Records contained in a dataset:
-*-*-

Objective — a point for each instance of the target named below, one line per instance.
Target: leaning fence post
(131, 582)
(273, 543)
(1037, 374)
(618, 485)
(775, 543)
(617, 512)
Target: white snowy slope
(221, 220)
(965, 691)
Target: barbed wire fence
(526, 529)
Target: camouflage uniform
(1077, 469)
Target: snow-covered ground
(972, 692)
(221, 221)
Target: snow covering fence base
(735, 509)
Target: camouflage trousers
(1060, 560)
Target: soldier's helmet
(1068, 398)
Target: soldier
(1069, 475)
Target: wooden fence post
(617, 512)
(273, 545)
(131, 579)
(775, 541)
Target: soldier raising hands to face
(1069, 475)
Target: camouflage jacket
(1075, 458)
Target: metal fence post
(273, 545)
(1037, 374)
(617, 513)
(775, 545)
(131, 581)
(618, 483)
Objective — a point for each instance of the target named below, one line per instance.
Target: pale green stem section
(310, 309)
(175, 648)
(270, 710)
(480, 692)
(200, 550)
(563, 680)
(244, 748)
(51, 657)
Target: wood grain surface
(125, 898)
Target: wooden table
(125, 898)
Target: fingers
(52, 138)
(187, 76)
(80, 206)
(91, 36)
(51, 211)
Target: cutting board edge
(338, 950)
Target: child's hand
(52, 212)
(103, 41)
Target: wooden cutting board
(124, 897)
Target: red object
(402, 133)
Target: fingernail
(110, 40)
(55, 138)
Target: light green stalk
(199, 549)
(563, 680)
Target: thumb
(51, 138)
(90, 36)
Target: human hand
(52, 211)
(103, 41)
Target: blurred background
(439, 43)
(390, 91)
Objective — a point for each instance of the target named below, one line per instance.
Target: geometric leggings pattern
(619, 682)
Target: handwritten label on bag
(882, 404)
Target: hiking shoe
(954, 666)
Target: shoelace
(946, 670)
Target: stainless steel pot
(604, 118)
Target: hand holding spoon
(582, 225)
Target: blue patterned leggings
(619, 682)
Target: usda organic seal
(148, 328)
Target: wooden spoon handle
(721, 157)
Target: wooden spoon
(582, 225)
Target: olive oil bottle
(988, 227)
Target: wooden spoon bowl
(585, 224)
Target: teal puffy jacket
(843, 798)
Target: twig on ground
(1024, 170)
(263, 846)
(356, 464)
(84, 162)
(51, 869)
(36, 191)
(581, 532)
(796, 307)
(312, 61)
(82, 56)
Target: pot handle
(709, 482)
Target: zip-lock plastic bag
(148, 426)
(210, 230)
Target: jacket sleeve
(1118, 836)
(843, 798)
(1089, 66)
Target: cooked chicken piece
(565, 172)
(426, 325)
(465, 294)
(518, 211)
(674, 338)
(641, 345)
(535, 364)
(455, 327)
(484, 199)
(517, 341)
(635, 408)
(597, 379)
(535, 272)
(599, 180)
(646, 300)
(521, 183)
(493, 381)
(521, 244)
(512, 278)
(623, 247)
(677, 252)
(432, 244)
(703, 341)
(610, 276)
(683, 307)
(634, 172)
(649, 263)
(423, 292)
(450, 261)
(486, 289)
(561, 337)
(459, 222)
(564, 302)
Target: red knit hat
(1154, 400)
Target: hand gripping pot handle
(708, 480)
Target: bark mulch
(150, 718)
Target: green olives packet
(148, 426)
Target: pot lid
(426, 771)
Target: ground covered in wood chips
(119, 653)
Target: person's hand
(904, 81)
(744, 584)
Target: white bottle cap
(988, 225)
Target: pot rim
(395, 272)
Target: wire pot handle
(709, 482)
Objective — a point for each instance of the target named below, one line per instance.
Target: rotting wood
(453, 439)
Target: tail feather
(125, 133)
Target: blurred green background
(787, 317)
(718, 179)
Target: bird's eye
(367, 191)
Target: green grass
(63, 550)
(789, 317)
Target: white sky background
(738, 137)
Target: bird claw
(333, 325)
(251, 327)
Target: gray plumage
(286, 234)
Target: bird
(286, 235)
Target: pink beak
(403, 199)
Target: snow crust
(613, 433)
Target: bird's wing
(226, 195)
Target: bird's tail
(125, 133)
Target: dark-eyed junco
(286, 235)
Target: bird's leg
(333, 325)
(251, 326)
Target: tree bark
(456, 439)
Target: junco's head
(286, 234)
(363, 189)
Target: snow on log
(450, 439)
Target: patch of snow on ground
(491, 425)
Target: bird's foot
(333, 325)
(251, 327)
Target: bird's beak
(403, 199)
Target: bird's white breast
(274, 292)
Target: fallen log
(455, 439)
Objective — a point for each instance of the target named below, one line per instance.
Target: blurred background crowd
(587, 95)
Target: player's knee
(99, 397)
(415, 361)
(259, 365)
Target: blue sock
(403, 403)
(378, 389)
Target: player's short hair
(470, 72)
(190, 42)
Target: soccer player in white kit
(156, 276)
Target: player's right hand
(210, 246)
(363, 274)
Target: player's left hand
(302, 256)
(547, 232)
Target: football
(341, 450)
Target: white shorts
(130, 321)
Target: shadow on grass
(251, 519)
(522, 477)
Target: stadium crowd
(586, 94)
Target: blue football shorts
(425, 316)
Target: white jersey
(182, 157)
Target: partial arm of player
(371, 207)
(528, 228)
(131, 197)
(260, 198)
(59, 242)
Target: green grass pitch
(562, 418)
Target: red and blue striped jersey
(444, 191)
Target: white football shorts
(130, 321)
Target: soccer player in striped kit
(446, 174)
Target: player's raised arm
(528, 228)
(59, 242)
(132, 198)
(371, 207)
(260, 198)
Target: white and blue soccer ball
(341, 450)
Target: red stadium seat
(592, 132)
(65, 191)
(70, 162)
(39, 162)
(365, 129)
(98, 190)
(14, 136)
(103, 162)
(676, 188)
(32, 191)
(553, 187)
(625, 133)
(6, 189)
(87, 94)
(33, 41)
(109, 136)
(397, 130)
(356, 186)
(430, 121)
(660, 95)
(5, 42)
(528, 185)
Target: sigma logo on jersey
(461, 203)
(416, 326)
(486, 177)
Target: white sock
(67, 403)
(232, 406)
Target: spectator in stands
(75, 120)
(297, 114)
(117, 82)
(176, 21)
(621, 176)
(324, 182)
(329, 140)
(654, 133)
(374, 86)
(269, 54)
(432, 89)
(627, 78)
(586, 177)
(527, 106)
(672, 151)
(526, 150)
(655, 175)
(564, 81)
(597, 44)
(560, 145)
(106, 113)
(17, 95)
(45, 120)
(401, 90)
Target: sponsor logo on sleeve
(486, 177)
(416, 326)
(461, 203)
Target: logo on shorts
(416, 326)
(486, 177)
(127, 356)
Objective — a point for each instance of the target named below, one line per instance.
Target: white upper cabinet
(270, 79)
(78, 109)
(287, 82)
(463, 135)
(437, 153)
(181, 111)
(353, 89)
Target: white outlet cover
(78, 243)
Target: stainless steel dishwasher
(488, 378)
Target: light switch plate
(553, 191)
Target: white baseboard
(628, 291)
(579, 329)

-*-*-

▶ _PROBLEM_: Give again the lines from the line holding "Target: red stadium seat" through the close of the listing, both included, exactly as written and with nothing else.

▶ _WORKED ANSWER_:
Target: red stadium seat
(592, 132)
(65, 191)
(70, 162)
(39, 162)
(365, 129)
(98, 190)
(14, 136)
(103, 162)
(676, 188)
(32, 191)
(553, 187)
(625, 133)
(6, 189)
(87, 94)
(33, 41)
(109, 136)
(397, 130)
(356, 186)
(430, 121)
(660, 95)
(5, 42)
(528, 185)
Target: sigma logo on jersey
(461, 203)
(416, 326)
(486, 177)
Target: white sock
(67, 403)
(232, 406)
Target: spectator in stands
(75, 120)
(297, 114)
(117, 82)
(176, 21)
(621, 176)
(324, 182)
(329, 140)
(654, 133)
(374, 86)
(269, 54)
(432, 89)
(627, 78)
(586, 177)
(527, 106)
(672, 151)
(526, 150)
(655, 175)
(564, 81)
(597, 44)
(560, 145)
(106, 113)
(17, 95)
(45, 120)
(401, 90)
Target: sponsor logo on sleeve
(486, 177)
(416, 326)
(461, 203)
Target: logo on shorts
(416, 326)
(486, 177)
(127, 356)
Objective — a point for each instance of the target named below, one line per instance.
Target: white upper cabinet
(270, 79)
(78, 109)
(287, 82)
(463, 135)
(437, 153)
(181, 111)
(353, 89)
Target: white outlet cover
(78, 243)
Target: stainless steel dishwasher
(488, 378)
Target: light switch plate
(553, 191)
Target: white baseboard
(628, 291)
(579, 329)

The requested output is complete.